[Start Task inputs]

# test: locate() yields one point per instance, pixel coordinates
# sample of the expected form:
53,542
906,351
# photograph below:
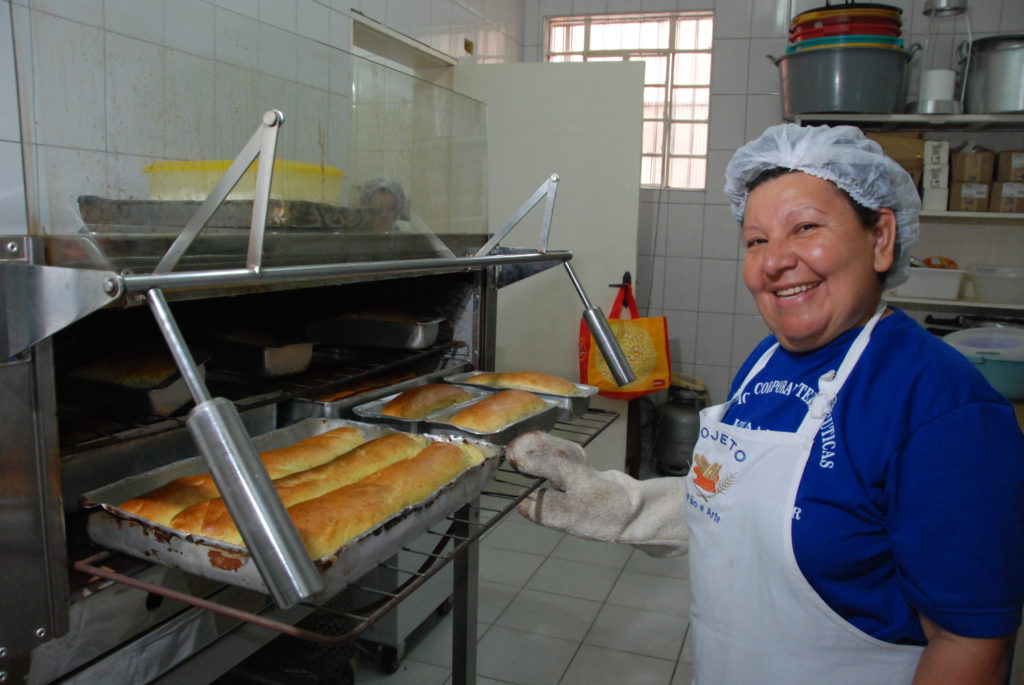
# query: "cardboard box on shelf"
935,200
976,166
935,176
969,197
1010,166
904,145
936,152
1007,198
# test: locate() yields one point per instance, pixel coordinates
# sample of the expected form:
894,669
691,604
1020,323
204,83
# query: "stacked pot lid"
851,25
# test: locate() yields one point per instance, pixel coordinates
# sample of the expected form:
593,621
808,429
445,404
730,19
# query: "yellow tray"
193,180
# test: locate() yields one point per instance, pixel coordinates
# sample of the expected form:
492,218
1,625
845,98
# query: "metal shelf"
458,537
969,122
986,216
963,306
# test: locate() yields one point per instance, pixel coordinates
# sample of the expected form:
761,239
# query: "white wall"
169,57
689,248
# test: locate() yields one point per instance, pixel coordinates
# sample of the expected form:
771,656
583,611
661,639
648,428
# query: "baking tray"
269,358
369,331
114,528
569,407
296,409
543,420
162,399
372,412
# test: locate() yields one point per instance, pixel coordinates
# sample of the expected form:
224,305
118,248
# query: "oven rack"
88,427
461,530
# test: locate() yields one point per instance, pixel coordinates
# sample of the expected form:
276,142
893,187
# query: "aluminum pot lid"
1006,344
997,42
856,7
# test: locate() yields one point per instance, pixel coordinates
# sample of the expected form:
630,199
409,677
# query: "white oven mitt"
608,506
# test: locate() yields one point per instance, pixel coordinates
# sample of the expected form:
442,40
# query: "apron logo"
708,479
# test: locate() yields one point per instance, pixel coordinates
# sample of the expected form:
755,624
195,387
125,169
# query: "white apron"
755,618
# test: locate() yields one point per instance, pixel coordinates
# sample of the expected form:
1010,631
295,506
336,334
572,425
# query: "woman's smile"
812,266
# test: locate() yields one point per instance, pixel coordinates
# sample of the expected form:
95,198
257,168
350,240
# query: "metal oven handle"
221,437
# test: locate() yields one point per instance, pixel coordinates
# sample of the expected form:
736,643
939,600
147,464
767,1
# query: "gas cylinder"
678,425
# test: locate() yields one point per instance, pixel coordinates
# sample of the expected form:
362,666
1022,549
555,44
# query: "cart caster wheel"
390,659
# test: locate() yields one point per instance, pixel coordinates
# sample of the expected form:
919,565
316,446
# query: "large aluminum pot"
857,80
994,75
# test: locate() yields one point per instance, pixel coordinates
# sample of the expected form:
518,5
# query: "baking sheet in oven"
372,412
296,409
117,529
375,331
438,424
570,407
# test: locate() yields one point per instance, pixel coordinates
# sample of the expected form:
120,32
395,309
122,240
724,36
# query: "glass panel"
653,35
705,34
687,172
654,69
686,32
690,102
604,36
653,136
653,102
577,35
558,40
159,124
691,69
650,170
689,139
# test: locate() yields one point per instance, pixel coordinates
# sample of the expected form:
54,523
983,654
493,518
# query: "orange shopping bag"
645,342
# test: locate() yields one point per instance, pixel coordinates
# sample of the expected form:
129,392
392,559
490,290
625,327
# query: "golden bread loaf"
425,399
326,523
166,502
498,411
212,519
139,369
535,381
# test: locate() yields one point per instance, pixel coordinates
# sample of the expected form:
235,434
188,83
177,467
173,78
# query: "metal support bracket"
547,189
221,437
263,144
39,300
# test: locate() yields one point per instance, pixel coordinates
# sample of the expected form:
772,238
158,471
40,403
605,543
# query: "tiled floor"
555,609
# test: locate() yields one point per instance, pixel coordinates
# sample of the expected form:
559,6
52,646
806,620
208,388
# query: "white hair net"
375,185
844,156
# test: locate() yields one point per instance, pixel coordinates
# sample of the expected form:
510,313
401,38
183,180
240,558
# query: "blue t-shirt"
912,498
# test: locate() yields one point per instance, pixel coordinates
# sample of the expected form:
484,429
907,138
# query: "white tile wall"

[End Task inputs]

*What the task asks:*
Set the listing down in full and exactly. Pictures within it should not appear in the copy.

*Exercise result:*
# test: locate() yields one point per instance, pixel coordinates
# sample of the expected form:
53,542
906,351
# photograph below:
# query: "cardboard box on shelf"
935,200
976,166
935,176
969,197
1010,166
904,145
936,152
1007,198
# test: locate() yields one point per instance, pixel coordinates
# sample of the expected form:
894,669
691,604
1020,323
204,83
# query: "stacked pot lid"
851,25
# test: locate() yields one point per instance, pixel coordinates
# sample of the expected form:
593,621
808,429
445,404
730,19
# query: "yellow tray"
193,180
# test: locate() yields one point per instance, pixel coordinates
# sample of the expected form:
492,218
1,625
845,98
# query: "metal shelf"
458,537
969,122
986,216
963,306
# test: locate() yields one point per instance, pixel coordinates
# sample of the expected form:
761,239
# query: "white wall"
169,57
689,248
# test: locate() yields one point per instance, pixel coordinates
# sample of the expected form:
771,656
583,611
661,639
648,428
# query: "baking tray"
269,358
369,331
114,528
569,407
296,409
543,420
162,399
372,412
# test: locate() yields one point per instance, pixel coordinates
# sample of the expected form:
224,305
118,248
# query: "oven rack"
88,427
461,530
# test: locate() yields one point per instance, pixel coordinates
# sample of the expected form:
276,142
893,187
# query: "aluminum pot lid"
1006,344
997,42
856,7
# test: locate() yields one point per instance, pixel coordinates
# sample of the expected form:
630,199
409,677
# query: "white oven mitt"
608,506
# test: locate() yields one point per instance, pixel coordinates
# sample of the expected form:
442,40
# query: "apron logo"
708,479
# test: locate() yields one point per instance, pixel coordinates
# sample of the expected form:
755,624
195,387
125,169
# query: "white apron"
755,618
# test: locate() yields one point per instance, pixel coordinates
# sample of the expected form:
1010,631
295,506
336,334
572,425
# query: "woman's smile"
812,266
# test: locate() yields one point per instance, pixel coordinates
# sample of the expected form:
95,198
257,168
350,240
# query: "metal oven handle"
221,437
# test: locate() yields one point per instance, pixel coordinates
# sample of the expected form:
736,643
939,600
147,464
767,1
# query: "gas cylinder"
678,425
# test: locate() yields one point per instance, pixel coordinates
# sample of the expected form:
362,666
1022,549
555,44
# query: "cart caster wheel"
390,659
# test: locate() yields one point per instance, pixel coordinates
# sample of the expected form:
919,565
316,446
# query: "large aluminum pot"
857,80
994,75
# test: locate() yields one point per instance, pixel coordinates
# sample of the expected form:
518,5
# query: "baking sheet in oven"
372,412
296,409
117,529
375,331
438,424
570,407
# test: locate() yields one point per instance, pixel coordinates
# sample of the expected form:
120,32
395,309
122,240
724,36
# query: "glass panel"
653,35
705,34
687,172
654,69
686,32
690,102
604,36
653,136
653,102
577,35
558,40
159,124
691,69
650,170
689,139
# test: locate() yields one point per instance, pixel coordinates
# sample of the expected form:
54,523
983,654
493,518
# query: "orange shopping bag"
645,342
# test: locate() yields one point per instance, pixel coordinates
# sample of the expected form:
129,392
392,559
490,290
625,327
# query: "golden bread loaf"
425,399
326,523
166,502
498,411
212,519
139,369
535,381
# test: locate() yields one point per instance, pixel coordinates
# sample of the expected form:
235,434
188,83
177,467
173,78
# query: "metal support bracket"
547,189
221,437
263,144
39,300
# test: locate() yields one point per instance, pixel coordinates
# sample of the expected form:
772,238
158,471
40,403
605,543
# query: "tiled floor"
555,609
# test: locate() yields one point per instance, pixel coordinates
# sample of the expected form:
559,6
52,646
806,620
208,388
# query: "white hair net"
375,185
844,156
# test: locate() yields one point per instance, pixel coordinates
# sample of the expected form:
510,313
401,38
183,180
240,558
# query: "blue t-shirt"
912,498
# test: locate() yields one point per instance, pixel coordinates
# sample of the expected form:
484,429
907,138
# query: "white tile wall"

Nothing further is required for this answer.